__Task statement__.
Each line containing the word "dense" must be copied from the material below.

__Data excerpts__.

#####

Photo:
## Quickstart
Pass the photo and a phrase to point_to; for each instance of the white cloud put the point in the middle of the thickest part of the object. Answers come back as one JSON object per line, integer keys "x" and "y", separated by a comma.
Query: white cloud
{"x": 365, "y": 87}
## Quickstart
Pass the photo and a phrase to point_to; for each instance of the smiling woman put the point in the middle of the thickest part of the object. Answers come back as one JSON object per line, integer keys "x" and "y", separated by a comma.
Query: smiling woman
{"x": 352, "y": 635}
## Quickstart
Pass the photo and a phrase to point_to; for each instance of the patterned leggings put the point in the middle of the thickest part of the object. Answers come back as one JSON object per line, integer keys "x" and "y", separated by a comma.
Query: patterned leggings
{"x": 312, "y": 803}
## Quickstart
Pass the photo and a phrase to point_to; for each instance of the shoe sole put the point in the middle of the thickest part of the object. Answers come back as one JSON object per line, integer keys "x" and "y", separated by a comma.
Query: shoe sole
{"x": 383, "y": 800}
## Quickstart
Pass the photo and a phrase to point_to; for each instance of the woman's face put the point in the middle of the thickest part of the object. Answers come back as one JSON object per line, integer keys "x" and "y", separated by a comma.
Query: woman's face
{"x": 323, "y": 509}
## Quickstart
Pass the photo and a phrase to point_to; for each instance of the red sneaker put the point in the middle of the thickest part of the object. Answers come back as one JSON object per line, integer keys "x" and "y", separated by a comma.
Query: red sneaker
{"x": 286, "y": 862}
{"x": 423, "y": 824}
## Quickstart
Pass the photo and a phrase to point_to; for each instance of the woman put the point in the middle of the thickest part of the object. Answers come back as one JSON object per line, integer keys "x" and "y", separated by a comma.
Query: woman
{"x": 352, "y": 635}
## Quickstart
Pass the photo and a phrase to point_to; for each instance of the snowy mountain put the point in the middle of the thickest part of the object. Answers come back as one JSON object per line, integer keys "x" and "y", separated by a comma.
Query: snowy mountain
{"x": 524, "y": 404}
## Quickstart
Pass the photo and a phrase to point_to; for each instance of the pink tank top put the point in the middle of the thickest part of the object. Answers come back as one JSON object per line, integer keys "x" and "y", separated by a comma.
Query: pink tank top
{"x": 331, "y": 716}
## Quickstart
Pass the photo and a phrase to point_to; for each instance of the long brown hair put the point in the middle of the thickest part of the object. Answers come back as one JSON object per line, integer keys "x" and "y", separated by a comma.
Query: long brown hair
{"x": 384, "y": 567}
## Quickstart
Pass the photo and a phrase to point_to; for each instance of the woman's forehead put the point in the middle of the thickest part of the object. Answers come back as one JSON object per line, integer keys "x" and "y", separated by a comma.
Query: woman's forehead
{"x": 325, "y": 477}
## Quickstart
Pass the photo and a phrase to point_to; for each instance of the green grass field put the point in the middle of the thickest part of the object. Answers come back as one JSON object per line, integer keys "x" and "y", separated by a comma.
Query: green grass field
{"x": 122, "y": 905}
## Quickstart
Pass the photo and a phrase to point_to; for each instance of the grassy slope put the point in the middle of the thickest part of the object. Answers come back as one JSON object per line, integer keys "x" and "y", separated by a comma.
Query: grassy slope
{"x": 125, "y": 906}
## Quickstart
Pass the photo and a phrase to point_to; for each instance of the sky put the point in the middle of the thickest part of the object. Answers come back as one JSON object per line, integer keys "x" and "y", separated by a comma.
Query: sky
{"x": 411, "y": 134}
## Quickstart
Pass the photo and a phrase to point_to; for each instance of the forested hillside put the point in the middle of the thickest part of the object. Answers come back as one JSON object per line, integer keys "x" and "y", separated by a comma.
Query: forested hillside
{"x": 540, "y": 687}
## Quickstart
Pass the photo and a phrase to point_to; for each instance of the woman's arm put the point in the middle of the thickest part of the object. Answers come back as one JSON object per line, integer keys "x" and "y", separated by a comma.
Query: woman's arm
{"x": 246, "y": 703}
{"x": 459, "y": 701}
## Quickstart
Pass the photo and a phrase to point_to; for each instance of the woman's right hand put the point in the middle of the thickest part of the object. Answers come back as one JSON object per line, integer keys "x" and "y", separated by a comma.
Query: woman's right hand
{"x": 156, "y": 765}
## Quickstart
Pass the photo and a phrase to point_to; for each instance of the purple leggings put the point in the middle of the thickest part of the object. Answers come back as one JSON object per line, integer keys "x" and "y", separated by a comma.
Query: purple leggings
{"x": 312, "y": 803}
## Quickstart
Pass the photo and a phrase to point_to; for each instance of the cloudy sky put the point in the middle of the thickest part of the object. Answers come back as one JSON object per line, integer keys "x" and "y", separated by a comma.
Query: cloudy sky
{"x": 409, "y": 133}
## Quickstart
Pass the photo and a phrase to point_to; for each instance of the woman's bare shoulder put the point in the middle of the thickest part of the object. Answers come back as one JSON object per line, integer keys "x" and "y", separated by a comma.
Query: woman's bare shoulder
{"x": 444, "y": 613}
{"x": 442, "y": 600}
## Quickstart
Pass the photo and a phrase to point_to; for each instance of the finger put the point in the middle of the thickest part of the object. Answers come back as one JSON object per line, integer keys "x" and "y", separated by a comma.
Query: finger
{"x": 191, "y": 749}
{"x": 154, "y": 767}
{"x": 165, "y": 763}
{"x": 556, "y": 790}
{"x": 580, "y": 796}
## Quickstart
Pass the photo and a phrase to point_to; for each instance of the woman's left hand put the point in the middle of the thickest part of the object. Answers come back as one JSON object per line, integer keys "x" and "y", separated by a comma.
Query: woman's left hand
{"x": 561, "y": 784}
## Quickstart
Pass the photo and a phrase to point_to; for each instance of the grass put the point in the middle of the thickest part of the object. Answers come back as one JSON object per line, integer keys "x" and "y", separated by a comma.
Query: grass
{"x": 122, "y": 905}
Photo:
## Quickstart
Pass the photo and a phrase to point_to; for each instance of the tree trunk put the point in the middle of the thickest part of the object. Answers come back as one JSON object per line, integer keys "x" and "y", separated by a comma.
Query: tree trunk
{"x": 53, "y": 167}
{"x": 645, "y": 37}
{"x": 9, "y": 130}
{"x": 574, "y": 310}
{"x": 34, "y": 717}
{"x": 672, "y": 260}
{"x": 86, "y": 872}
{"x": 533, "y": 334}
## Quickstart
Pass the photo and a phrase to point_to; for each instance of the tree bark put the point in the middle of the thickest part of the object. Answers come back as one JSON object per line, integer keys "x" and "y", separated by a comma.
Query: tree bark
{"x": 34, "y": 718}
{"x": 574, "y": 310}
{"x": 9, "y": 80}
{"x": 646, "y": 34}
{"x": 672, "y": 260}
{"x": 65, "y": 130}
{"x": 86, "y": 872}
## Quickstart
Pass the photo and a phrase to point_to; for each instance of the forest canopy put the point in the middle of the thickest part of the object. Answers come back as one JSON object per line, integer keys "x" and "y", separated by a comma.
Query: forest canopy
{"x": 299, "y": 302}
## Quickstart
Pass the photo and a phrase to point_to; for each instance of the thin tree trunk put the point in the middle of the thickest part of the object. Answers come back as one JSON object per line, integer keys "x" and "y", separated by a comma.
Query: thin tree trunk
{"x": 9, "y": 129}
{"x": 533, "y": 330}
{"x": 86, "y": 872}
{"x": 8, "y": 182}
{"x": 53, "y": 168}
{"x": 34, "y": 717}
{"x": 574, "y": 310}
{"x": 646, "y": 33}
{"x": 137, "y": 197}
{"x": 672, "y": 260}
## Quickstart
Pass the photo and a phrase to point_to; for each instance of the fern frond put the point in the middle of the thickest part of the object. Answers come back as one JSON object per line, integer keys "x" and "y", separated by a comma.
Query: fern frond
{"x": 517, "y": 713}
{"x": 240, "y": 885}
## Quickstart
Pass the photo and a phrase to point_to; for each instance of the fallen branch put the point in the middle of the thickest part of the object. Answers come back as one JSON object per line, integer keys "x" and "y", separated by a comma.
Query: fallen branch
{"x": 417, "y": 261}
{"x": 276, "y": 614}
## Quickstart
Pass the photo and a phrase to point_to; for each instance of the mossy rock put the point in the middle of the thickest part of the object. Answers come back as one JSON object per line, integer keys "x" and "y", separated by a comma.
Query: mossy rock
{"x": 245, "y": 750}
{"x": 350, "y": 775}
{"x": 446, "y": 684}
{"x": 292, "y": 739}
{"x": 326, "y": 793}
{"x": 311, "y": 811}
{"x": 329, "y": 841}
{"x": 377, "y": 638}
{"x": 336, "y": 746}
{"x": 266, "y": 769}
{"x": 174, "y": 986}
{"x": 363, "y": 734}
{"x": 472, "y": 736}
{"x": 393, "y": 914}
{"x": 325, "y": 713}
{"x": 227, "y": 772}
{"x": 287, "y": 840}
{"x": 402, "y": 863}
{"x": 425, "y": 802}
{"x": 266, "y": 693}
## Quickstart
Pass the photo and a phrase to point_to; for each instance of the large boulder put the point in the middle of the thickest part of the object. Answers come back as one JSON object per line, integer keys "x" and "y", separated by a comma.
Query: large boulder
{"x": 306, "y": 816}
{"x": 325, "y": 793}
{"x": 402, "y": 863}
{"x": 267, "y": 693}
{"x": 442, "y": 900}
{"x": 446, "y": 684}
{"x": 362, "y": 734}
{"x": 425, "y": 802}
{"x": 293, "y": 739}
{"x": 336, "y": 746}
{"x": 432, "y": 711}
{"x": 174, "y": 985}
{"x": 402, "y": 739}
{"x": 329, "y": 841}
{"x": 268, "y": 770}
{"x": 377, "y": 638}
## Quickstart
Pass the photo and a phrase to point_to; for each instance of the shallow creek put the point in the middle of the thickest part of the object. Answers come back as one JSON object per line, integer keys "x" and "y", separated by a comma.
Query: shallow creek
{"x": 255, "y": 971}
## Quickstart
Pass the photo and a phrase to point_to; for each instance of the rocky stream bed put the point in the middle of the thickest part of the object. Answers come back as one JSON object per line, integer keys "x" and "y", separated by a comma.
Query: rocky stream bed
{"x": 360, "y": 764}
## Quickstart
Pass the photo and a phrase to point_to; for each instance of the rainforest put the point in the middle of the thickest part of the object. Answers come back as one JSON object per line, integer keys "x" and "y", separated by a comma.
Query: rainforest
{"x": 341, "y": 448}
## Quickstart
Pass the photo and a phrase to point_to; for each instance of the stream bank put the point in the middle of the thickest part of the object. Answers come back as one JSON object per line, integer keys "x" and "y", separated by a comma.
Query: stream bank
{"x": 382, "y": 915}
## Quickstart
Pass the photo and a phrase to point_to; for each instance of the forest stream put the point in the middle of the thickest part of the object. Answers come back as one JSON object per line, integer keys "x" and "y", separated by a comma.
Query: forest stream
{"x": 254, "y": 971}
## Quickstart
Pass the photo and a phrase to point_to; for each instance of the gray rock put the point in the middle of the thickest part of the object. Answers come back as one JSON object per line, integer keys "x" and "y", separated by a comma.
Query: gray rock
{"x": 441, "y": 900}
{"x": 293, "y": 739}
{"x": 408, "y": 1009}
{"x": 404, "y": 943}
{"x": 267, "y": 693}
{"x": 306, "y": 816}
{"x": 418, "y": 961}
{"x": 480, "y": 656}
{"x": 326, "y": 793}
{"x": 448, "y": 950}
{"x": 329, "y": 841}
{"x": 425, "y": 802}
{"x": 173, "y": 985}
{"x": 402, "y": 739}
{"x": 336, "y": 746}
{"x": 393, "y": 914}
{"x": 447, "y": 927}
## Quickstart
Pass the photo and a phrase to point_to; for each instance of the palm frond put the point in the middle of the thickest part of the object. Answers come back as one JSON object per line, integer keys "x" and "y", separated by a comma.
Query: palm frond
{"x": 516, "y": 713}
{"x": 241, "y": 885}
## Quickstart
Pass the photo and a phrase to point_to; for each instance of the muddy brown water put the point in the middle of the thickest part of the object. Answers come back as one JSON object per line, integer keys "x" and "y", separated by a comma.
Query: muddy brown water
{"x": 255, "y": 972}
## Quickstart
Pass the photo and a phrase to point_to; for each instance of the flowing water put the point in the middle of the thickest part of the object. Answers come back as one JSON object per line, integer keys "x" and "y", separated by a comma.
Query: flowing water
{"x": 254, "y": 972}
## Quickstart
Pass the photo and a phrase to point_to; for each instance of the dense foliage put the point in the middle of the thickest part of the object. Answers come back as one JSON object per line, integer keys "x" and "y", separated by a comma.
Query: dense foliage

#####

__Response to this task__.
Pass the photo and a phrase to point_to; for each instance of the dense foliage put the point in the middle of the thickest part of the object. Answers come back as one JSON object per line, integer keys "x" and "y", separated by a comma.
Query: dense foliage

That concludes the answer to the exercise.